→ PASSAGE FOR REVIEW:
==*==
Circuit Court of Appeals, Fourth Circuit.

December 31, 1940.

*441 Sol C. Berenholtz, of Baltimore, Md., for appellants.

Robert W. Williams, of Baltimore, Md. (Ritchie, Janney, Ober & Williams, of Baltimore, Md., on the brief), for appellee.

Before PARKER, SOPER, and DOBIE, Circuit Judges.

PARKER, Circuit Judge.

This is an appeal from an order dismissing a libel filed by five Greek seamen against the Greek steamship Leonidas. The purpose of the libel was to recover as balance of wages a so-called "war bonus" of 80% of the basic wage scale plus two pounds ten shillings per day while in belligerent areas. The court below, being of opinion that the "war bonus" did not constitute wages within the meaning of 46 U.S.C.A. § 597 and that the interests of justice did not require it to adjudicate the controversy between the foreign seamen and a vessel of their own country with respect to the "war bonus", declined jurisdiction. The Leonidas, D.C., 32 F. Supp. 738.

Four questions are presented by the appeal: (1) whether the statute in question has relation to foreign seamen on a foreign vessel ending a voyage in a port of the United States; (2) whether the war bonus constitutes wages within the meaning of the statute; (3) whether payment of wages to the seamen themselves upon completion of the voyage is required by the statute notwithstanding their agreement that a portion thereof be sent to a foreign country; and (4) whether the courts of the United States are required to assume jurisdiction of the controversy with regard thereto. We think that all of these questions must be answered in the affirmative.
==*==
→ ACTIONS TO TAKE:
(a) According to the court opinion, what did the "war bonus" claimed by the seamen consist of?
(b) List every circuit judge named in the court opinion as sitting on the appeal.

→ RECORD EXTRACTS:
==*==
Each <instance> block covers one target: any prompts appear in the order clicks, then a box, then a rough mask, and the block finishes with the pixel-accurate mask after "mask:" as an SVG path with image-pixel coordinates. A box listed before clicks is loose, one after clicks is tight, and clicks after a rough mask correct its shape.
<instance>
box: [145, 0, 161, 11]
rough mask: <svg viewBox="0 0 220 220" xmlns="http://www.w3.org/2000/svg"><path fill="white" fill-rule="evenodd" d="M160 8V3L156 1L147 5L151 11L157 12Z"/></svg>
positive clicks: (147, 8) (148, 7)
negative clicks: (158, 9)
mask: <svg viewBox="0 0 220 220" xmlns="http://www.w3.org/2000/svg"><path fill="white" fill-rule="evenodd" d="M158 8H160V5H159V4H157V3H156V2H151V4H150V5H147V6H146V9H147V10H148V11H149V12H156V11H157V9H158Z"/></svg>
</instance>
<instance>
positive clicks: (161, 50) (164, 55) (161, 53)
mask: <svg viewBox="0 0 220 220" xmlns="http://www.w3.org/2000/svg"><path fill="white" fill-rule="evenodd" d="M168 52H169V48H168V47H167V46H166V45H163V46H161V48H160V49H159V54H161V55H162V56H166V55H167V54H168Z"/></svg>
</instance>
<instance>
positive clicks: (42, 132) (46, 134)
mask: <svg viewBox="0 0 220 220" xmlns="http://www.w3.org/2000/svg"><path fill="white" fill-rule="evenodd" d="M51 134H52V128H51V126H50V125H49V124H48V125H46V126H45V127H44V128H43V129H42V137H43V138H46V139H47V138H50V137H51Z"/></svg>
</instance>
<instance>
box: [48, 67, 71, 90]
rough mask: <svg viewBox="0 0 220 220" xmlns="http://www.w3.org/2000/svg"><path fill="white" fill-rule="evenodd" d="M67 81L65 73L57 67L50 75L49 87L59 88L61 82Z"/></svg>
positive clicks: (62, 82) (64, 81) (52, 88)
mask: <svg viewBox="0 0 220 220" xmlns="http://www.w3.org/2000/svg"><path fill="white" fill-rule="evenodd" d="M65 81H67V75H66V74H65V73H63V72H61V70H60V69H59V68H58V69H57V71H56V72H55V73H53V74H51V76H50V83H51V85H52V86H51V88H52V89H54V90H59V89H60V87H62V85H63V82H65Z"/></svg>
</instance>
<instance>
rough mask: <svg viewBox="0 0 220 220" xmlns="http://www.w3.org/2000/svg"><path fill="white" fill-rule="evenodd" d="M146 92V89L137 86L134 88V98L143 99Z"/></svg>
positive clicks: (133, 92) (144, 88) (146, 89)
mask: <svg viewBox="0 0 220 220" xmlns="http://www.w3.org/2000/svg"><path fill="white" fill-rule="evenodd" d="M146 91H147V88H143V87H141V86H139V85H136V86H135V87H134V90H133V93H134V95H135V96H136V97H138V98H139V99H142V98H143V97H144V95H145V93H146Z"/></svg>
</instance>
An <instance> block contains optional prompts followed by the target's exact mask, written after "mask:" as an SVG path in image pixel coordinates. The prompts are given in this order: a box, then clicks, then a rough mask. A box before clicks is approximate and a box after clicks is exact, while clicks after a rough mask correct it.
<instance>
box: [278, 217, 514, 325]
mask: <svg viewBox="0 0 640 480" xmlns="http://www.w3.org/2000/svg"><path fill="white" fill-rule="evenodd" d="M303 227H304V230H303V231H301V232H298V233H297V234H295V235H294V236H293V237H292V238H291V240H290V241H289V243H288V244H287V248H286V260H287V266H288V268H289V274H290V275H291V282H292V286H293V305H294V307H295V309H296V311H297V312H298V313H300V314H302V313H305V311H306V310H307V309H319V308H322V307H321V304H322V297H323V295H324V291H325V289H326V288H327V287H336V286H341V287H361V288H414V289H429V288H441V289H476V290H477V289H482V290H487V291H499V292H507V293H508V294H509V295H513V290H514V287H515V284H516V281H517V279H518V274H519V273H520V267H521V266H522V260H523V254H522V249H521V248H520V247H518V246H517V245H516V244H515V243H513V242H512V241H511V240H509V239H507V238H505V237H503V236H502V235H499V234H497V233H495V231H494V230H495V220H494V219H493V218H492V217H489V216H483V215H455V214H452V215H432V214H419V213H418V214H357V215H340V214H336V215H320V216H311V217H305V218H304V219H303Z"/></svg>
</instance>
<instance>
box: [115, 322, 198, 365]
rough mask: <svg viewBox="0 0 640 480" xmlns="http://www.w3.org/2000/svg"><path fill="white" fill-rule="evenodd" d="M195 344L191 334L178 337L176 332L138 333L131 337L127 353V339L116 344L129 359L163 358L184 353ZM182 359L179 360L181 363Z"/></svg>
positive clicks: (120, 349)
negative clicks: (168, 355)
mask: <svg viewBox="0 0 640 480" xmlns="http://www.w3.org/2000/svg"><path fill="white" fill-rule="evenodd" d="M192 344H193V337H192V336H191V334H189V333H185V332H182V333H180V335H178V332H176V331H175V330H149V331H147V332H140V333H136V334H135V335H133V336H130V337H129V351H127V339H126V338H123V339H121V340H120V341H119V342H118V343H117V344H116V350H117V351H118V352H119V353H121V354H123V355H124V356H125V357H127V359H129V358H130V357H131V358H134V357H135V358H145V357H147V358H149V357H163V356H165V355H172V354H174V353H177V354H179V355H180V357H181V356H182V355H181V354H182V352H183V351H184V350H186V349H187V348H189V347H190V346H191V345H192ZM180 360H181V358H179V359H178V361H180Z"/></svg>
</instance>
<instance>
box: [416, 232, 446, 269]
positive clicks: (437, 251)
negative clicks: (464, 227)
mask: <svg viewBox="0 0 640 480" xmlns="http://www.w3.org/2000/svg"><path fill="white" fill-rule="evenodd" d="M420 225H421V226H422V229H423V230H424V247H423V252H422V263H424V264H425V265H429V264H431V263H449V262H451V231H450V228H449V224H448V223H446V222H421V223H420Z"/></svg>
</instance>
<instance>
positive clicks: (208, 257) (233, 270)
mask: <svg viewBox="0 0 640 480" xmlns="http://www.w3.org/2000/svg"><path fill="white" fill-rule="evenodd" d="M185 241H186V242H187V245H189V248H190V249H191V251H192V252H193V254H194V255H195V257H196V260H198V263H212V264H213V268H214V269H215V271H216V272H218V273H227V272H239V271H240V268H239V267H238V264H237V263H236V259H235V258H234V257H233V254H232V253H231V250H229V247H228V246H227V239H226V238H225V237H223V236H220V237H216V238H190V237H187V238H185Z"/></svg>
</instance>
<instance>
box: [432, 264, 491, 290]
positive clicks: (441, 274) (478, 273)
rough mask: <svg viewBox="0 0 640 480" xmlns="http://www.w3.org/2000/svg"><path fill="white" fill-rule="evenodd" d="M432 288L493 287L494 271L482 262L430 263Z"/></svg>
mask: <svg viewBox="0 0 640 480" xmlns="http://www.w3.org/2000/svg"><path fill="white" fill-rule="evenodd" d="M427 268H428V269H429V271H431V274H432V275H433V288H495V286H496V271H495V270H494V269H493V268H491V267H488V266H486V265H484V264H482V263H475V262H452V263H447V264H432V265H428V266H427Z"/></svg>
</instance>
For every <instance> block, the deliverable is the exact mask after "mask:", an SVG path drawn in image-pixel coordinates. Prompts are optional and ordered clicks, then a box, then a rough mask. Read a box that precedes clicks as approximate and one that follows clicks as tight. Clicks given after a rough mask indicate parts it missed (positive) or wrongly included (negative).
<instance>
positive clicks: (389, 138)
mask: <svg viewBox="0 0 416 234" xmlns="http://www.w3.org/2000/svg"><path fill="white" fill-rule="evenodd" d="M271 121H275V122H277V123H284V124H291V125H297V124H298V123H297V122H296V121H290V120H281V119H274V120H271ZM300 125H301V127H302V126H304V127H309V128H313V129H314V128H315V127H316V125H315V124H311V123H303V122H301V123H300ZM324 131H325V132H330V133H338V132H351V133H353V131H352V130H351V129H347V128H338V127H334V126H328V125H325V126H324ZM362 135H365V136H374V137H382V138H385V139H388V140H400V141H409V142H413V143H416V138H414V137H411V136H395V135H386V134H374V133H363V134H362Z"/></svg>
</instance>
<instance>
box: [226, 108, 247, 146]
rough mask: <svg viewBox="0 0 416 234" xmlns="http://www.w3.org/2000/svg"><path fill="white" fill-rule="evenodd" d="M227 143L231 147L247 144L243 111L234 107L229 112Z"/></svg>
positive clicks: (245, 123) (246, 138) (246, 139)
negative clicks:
==*==
→ RESULTS FOR EACH TASK:
(a) 80% of the basic wage scale plus two pounds ten shillings per day while in belligerent areas.

(b) Parker, Soper, and Dobie.